===== Task input =====

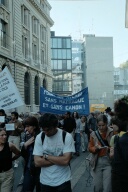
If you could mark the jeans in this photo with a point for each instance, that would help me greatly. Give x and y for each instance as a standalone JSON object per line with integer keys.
{"x": 77, "y": 142}
{"x": 30, "y": 181}
{"x": 84, "y": 141}
{"x": 65, "y": 187}
{"x": 102, "y": 175}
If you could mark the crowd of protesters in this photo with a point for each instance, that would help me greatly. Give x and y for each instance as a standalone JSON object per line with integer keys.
{"x": 47, "y": 143}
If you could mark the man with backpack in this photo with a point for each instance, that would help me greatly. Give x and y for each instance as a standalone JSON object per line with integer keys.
{"x": 119, "y": 151}
{"x": 52, "y": 152}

=====

• _Task to complete_:
Line by line, print the records exactly, leaving the pictures behind.

• _Task result_:
If you could mark the jeans in this photo with a point for each instance, that would help me greatly. Give x and y for each instance as a standalone JSON object per line with integer keys.
{"x": 77, "y": 142}
{"x": 30, "y": 181}
{"x": 84, "y": 141}
{"x": 65, "y": 187}
{"x": 102, "y": 175}
If you could mark the crowd of protesters in this photo with a point for each instance, that would help me greatly. Give x and y for each instance as a standalone JSON object per line with integer keys.
{"x": 47, "y": 143}
If you could mark the man with backpack in this photo with a point for each instance, that would help me greatly. Give x and y for each instance as a standalone JSON object per line with integer keys.
{"x": 119, "y": 151}
{"x": 52, "y": 152}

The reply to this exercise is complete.